Macedonia (officially under the provisional appellation "former Yugoslav Republic of Macedonia", abbreviated "FYR Macedonia") participated in the Eurovision Song Contest 2005 with the song "Make My Day" written by Dragan Vučić and Branka Kostić. The song was performed by Martin Vučić. The Macedonian broadcaster Macedonian Radio Television (MRT) organised the national final Nacionalen Evrosong 2005 in order to select the Macedonian entry for the 2005 contest in Kyiv, Ukraine. Five artists were presented to the public in November 2004 and an eight-member jury panel and a public televote selected two artists to qualify to the compete in the competition on 19 February 2005, where "Ti si son" performed by Martin Vučić was selected following two rounds of voting from a twelve-member jury panel, an audience vote and a public televote. The song was later translated from Macedonian to English for the Eurovision Song Contest and was titled "Make My Day".

Macedonia competed in the semi-final of the Eurovision Song Contest which took place on 19 May 2005. Performing during the show in position 17, "Make My Day" was announced among the top 10 entries of the semi-final and therefore qualified to compete in the final on 21 May. It was later revealed that Macedonia placed ninth out of the 25 participating countries in the semi-final with 97 points. In the final, Macedonia performed in position 15 and placed seventeenth out of the 24 participating countries, scoring 52 points.

Background

Prior to the 2005 contest, Macedonia had participated in the Eurovision Song Contest four times since its first entry in . The nation's best result in the contest to this point was fourteenth, which it achieved in 2004 with the song "Life" performed by Toše Proeski. The Macedonian national broadcaster, Macedonian Radio Television (MRT), broadcasts the event within Macedonia and organises the selection process for the nation's entry. Macedonia had previously selected their entry for the Eurovision Song Contest through both national finals and internal selections. MRT confirmed their intentions to participate at the 2005 Eurovision Song Contest on 22 October 2004. Since 1996, Macedonia selected their entries using a national final, a procedure that continued for their 2005 entry.

(Examples of point labeling)
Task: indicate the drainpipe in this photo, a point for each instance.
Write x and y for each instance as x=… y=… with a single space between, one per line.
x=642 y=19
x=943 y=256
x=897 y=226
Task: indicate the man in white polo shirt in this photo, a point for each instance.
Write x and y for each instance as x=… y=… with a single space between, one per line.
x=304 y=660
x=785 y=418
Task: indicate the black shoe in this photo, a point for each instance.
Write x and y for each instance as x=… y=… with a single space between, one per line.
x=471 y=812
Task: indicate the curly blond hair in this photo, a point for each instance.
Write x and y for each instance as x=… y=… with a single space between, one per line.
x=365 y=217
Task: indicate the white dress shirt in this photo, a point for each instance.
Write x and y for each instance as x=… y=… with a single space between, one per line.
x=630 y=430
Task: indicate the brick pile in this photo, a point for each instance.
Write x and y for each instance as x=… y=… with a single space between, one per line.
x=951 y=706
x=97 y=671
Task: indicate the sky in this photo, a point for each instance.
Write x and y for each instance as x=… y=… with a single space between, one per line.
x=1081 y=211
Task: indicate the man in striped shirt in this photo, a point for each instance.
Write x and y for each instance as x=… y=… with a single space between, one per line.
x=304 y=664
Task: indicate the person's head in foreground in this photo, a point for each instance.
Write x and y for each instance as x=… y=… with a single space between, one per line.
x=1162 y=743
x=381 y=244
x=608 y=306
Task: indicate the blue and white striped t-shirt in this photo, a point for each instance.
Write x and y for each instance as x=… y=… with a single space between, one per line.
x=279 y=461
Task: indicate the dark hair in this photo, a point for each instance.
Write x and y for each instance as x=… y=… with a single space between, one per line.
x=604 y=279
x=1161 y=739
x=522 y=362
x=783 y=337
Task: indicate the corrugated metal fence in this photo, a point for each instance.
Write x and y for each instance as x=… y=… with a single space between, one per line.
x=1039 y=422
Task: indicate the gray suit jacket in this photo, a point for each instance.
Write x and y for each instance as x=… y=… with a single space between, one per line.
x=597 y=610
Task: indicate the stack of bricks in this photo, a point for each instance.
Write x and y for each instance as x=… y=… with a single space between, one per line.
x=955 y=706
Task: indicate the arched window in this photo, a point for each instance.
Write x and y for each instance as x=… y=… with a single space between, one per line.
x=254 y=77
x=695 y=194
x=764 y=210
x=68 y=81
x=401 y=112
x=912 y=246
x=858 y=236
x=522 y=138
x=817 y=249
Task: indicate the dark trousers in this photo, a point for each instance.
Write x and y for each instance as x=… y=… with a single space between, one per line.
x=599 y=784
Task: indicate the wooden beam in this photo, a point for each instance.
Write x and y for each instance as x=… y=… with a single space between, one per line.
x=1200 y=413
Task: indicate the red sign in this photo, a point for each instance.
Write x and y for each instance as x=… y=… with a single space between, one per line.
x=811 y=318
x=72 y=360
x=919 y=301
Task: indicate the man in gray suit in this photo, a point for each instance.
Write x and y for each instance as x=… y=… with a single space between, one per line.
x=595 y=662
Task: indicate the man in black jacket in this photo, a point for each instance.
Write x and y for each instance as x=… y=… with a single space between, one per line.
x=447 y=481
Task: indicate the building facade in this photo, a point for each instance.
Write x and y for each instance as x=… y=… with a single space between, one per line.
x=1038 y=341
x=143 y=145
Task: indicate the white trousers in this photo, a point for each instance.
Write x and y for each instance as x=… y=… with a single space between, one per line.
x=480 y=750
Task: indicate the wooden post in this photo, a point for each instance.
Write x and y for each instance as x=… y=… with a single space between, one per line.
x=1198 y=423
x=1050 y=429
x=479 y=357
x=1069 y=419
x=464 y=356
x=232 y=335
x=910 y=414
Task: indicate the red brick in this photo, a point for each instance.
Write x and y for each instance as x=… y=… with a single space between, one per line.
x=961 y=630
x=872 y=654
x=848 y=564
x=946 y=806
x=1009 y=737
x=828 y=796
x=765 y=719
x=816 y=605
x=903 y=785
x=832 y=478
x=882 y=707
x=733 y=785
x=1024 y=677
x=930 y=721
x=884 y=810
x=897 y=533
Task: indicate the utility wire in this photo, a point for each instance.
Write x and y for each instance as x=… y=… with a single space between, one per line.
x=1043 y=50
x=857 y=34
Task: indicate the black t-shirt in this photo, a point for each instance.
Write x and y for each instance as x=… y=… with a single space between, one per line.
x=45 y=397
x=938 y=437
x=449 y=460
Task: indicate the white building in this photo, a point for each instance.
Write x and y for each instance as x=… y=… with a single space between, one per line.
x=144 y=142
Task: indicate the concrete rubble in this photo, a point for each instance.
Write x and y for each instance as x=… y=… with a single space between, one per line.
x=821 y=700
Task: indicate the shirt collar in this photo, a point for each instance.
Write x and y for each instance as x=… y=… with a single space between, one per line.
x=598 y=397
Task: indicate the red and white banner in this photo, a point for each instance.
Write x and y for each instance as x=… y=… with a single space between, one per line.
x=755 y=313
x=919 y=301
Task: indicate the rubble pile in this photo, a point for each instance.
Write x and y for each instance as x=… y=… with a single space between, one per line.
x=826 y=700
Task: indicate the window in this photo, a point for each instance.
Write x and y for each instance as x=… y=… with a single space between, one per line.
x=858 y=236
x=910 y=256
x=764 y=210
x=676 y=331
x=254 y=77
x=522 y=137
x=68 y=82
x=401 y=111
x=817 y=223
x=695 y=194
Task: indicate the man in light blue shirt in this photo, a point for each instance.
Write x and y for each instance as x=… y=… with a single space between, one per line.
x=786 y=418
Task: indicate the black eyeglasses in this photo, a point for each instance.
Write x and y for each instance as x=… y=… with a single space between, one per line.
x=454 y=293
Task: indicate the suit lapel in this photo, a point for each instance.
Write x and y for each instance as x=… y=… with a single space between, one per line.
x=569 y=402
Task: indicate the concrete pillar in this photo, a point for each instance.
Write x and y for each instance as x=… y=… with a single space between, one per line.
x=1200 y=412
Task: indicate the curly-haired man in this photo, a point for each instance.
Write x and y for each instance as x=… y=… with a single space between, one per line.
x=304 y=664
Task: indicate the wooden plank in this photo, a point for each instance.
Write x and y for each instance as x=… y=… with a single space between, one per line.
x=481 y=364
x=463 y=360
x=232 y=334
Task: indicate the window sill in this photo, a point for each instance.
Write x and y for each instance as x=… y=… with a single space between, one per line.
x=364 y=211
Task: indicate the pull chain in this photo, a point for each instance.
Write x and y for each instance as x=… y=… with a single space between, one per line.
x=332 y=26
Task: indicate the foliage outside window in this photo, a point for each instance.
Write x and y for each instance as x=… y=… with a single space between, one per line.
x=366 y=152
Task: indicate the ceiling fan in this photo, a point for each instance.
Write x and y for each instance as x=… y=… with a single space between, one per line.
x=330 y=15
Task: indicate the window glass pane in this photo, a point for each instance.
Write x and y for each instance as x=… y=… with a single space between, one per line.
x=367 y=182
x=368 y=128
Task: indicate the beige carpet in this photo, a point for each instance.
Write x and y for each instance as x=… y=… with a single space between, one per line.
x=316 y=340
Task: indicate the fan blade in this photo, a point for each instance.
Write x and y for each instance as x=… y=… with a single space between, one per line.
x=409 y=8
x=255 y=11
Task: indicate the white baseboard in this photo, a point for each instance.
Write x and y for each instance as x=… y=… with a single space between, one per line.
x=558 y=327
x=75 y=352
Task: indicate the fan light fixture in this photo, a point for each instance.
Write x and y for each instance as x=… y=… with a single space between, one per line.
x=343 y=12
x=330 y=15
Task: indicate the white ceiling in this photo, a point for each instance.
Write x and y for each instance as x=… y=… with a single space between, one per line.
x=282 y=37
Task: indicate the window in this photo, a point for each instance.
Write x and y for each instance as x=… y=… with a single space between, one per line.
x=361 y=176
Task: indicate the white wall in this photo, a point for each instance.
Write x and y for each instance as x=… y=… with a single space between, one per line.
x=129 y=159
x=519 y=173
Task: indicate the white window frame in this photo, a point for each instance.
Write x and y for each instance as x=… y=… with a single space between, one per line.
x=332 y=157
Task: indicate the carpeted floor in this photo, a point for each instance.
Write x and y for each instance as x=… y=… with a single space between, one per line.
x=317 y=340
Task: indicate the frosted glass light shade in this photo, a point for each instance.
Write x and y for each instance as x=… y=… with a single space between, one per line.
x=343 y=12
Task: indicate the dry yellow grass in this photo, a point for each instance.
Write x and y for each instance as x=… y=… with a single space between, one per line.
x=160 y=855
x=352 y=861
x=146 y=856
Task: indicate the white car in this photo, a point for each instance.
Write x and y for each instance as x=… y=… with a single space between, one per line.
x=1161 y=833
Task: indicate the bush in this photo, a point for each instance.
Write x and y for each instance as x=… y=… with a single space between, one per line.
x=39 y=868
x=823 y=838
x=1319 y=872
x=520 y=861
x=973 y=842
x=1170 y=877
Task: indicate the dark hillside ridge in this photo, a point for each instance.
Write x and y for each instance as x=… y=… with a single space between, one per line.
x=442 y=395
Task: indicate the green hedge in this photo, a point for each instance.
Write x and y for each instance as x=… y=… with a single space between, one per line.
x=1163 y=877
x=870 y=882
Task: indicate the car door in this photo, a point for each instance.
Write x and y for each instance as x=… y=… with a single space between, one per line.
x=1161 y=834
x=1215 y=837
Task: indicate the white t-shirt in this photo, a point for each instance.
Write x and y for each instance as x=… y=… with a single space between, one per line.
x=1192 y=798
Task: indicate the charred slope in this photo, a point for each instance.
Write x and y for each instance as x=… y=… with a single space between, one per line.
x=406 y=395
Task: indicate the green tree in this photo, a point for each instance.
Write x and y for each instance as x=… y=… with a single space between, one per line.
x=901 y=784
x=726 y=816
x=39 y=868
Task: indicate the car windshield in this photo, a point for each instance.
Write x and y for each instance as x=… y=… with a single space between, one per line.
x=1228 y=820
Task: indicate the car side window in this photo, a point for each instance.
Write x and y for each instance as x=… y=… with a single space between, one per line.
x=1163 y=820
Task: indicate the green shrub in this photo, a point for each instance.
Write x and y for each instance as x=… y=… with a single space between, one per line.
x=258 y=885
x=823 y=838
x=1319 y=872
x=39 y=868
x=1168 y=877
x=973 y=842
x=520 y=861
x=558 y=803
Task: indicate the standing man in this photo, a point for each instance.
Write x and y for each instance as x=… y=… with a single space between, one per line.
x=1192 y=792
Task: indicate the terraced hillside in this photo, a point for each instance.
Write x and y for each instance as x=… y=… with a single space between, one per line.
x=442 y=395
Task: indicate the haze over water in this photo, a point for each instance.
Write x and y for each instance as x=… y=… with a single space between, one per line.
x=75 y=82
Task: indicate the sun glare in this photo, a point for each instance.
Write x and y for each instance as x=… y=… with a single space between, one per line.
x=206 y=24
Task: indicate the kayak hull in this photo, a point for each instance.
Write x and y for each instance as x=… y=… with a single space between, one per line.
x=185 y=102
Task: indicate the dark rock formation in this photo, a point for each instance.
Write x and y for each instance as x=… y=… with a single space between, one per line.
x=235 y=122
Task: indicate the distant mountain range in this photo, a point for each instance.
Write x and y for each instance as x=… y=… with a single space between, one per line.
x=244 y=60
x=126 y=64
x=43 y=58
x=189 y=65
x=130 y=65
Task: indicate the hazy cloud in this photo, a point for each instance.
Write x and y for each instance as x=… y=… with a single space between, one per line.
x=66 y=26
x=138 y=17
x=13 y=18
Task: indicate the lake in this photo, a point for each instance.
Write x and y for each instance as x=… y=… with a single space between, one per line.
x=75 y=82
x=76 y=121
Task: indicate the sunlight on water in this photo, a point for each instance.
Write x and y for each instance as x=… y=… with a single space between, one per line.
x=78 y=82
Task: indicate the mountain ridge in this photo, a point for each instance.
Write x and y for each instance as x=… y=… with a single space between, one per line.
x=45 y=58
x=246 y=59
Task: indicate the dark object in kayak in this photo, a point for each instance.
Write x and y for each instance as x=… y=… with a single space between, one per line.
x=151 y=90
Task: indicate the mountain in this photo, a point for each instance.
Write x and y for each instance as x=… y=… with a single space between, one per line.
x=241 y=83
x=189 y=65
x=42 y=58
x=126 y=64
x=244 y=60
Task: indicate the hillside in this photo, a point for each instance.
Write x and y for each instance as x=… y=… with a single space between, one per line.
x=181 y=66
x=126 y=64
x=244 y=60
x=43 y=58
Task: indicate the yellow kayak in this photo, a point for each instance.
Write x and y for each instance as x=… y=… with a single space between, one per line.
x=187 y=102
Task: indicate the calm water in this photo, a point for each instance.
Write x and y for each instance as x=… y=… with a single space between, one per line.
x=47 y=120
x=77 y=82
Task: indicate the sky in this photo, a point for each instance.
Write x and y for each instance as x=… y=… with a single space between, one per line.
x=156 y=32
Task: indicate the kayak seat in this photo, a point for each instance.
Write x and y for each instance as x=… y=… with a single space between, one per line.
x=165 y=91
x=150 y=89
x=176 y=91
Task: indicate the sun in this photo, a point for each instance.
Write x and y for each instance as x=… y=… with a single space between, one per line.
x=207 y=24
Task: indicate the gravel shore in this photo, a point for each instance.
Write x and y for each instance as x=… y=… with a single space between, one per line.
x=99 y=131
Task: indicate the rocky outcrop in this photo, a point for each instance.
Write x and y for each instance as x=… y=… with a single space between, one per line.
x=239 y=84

**TASK INSTRUCTIONS:** Quote the Macedonia at Eurovision 2005 passage between "Prior to the" and "their 2005 entry.", inclusive.

**COMPLETE ANSWER:**
Prior to the 2005 contest, Macedonia had participated in the Eurovision Song Contest four times since its first entry in . The nation's best result in the contest to this point was fourteenth, which it achieved in 2004 with the song "Life" performed by Toše Proeski. The Macedonian national broadcaster, Macedonian Radio Television (MRT), broadcasts the event within Macedonia and organises the selection process for the nation's entry. Macedonia had previously selected their entry for the Eurovision Song Contest through both national finals and internal selections. MRT confirmed their intentions to participate at the 2005 Eurovision Song Contest on 22 October 2004. Since 1996, Macedonia selected their entries using a national final, a procedure that continued for their 2005 entry.